BEGIN Document excerpt

System Architecture: How Aerondight Scores Stocks System Architecture: How Aerondight Scores Stocks

System Architecture: How Aerondight Scores Stocks

Aerondight Systems is built as a three-layer pipeline. Each layer has a distinct job, and the output of one feeds into the next.

Layer 1: Regime Classifier

At the top sits a Hidden Markov Model (HMM) paired with an XGBoost validator. Together, they classify the current market environment into one of four states:

  • Bull Broad — real economy rallying, broad participation, low volatility
  • Bull Tech — tech-led narrow rally, weak breadth
  • Correction — grinding bear, elevated volatility
  • Crisis — sharp crash, extreme volatility, rare but devastating

When both models agree on the regime, signal confidence increases. The regime label feeds directly into the scoring engine — the same stock can score differently in a broad bull market versus a grinding correction.

Layer 2: Dual Scoring Models

Two parallel models score every stock in the universe (~900 S&P 500 + S&P 400 MidCap names):

Swing Trade Model — 1-3 month horizon. Optimized for capturing intermediate moves. Multi-factor scoring across fundamental, technical, and sector dimensions.

Long Term Model — 1+ year horizon. Built for patient capital. Same factor categories, different weights and sensitivity to regime shifts.

END Document excerpt

Assignment: Continue the write-up on Aerondight's system architecture from the point where it stops. The data that follows comes from a separate source.

BEGIN Extracted entries

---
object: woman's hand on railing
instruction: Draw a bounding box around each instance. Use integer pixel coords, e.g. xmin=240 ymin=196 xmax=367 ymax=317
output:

END Extracted entries
BEGIN Extracted entries

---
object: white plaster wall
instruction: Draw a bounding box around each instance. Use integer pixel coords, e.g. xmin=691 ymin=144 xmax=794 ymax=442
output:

END Extracted entries
BEGIN Extracted entries

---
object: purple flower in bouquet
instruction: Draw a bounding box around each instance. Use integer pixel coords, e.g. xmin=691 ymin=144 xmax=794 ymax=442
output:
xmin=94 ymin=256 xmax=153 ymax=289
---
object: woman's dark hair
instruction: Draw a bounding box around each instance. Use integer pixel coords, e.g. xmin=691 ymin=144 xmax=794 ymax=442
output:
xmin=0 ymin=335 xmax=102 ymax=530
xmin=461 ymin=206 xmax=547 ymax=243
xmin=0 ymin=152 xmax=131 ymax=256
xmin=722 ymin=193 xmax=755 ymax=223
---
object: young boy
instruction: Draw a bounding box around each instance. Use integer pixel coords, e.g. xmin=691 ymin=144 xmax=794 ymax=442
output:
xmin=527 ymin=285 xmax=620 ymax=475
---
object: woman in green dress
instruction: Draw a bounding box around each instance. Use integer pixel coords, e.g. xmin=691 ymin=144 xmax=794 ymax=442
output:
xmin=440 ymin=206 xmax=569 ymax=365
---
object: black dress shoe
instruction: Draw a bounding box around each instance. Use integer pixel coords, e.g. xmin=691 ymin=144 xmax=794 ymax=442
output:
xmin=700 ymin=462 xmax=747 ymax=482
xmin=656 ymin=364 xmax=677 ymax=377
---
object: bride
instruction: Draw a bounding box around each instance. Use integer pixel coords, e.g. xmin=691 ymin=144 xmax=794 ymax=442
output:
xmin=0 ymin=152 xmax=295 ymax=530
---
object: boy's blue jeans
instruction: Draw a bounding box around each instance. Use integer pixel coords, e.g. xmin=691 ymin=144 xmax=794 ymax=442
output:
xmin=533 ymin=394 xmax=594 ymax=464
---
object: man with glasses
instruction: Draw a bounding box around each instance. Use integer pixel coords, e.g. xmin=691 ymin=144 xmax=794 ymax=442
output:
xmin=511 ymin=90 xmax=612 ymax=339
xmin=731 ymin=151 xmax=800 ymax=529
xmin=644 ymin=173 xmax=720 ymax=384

END Extracted entries

Exercise result:
Each stock receives a conviction score (1-10) and a clear signal: BUY, WATCH, or SELL.

Layer 3: Signal Output

The final layer synthesizes both models. When the swing trade and long-term models both agree on BUY, the system outputs its highest conviction signal. Signal transitions matter more than static signals — a stock moving from WATCH to BUY is an entry trigger.

graph TD
A["REGIME CLASSIFIER\nHMM + XGBoost Validation\n4 states"] --> B
A --> C
B["SWING TRADE MODEL\n1-3 month horizon"] --> D
C["LONG TERM MODEL\n1+ year horizon"] --> D
D["SIGNAL OUTPUT\nBUY / WATCH / SELL + conviction score"]

This architecture keeps each component focused and testable. The regime classifier doesn’t know about individual stocks. The scoring models don’t decide market conditions. And the signal output simply asks: do these independent assessments agree?